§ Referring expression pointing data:
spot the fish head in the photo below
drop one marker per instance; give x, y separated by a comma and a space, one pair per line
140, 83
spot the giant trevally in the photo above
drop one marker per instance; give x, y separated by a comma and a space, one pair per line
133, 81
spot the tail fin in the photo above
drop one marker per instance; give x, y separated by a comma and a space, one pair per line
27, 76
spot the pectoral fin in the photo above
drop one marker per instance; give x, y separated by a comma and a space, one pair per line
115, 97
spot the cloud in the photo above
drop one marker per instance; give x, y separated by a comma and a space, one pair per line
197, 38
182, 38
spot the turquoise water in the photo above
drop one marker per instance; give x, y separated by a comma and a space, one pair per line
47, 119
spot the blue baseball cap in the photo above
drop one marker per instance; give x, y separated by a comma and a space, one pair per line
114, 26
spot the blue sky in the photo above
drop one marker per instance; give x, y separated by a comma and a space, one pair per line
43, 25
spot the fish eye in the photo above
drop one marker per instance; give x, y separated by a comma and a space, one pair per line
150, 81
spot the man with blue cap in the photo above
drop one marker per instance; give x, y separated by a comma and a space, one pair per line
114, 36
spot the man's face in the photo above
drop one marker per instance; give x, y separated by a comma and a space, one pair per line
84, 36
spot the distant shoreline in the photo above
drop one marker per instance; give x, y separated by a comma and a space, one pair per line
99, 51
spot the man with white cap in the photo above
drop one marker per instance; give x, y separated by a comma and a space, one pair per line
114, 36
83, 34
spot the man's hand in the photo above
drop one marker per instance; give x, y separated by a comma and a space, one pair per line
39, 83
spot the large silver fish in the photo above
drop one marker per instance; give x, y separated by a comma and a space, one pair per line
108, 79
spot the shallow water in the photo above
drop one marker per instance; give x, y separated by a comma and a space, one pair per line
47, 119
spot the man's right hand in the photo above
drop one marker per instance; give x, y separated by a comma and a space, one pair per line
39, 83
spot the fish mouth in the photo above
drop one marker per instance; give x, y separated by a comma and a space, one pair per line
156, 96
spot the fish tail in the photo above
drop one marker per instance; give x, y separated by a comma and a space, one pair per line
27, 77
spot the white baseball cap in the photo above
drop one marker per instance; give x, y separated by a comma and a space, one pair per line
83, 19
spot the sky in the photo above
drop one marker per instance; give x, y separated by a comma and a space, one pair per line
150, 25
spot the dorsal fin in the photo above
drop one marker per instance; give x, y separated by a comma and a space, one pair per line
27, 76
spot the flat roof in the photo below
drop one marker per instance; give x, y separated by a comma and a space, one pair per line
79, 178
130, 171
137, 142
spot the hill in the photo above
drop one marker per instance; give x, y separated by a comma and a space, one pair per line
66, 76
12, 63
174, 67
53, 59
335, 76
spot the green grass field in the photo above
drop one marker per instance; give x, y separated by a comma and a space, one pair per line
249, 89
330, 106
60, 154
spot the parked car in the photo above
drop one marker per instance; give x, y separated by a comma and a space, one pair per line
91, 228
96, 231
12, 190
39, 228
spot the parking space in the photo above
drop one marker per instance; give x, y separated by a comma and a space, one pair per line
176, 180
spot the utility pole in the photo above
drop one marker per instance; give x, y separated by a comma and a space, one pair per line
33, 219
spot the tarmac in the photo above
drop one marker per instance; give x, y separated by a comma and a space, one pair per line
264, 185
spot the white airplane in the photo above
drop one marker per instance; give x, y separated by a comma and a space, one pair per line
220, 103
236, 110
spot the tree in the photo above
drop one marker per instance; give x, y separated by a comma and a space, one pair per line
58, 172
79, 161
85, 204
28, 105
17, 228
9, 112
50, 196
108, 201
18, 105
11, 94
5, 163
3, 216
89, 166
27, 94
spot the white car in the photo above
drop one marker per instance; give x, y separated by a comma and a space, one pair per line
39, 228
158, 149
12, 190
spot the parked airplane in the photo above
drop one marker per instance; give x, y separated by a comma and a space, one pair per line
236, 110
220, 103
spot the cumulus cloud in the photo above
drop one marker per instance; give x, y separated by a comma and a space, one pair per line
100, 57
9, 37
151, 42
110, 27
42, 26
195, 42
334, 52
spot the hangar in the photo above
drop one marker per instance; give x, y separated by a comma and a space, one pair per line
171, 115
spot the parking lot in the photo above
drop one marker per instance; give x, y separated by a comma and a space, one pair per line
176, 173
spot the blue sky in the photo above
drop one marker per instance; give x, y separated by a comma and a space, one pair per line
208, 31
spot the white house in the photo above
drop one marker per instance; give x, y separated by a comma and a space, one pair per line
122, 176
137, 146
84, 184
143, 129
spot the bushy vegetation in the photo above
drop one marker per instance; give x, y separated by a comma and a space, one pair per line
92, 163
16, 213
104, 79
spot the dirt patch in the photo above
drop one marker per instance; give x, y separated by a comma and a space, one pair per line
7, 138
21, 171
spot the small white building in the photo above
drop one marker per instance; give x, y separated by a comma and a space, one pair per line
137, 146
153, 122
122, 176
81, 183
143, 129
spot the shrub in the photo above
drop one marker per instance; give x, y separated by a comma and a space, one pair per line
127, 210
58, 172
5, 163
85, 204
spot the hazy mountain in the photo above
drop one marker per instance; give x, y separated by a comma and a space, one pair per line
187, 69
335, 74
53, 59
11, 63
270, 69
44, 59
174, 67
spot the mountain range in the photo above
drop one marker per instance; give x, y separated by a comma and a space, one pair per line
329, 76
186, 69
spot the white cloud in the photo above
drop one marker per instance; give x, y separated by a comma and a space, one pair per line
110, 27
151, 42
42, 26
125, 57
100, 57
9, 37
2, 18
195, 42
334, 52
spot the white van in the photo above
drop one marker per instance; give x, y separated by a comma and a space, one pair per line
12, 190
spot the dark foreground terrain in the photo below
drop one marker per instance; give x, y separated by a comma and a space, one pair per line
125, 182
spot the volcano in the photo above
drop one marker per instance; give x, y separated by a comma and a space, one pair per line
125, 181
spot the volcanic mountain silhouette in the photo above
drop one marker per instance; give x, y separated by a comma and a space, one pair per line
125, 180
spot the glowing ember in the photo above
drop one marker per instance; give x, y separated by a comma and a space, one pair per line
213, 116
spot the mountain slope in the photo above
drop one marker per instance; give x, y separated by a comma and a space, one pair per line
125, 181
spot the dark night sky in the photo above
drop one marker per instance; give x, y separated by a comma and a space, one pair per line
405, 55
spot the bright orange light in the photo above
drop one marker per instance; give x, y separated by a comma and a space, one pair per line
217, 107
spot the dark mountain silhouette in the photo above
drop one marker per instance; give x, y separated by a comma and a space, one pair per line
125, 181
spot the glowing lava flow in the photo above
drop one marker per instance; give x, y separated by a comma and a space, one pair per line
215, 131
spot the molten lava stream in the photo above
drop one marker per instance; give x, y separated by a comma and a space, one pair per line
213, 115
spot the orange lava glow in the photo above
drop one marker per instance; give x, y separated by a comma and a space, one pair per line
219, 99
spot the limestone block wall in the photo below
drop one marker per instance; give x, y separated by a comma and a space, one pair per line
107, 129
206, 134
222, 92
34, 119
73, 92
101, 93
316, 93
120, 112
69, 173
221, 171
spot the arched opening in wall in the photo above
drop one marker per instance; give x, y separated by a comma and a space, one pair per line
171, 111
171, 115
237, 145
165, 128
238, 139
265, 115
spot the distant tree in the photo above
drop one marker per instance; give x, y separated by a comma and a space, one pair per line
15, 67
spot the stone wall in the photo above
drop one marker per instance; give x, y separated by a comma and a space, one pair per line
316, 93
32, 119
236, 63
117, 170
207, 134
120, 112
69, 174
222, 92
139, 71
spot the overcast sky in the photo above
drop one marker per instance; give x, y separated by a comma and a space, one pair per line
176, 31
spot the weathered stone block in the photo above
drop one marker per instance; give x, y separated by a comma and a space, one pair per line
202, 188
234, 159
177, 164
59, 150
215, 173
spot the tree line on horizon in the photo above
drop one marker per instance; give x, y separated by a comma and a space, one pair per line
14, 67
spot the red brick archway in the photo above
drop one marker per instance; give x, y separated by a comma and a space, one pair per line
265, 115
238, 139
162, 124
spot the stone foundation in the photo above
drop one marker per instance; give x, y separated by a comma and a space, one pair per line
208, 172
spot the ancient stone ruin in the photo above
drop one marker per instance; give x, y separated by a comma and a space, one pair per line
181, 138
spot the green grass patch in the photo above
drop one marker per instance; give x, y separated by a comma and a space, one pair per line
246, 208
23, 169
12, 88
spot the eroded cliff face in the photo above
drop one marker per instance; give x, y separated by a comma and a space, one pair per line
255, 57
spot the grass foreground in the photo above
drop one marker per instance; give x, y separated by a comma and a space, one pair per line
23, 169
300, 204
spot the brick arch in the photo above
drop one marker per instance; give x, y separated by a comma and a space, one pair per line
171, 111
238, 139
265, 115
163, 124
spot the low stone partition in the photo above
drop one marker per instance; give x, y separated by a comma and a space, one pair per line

§ What you are asked to do: Which lines in the data above contain "orange"? Show each one.

§ Answer section:
spot the bright orange light in the photo above
spot the orange lava glow in the photo above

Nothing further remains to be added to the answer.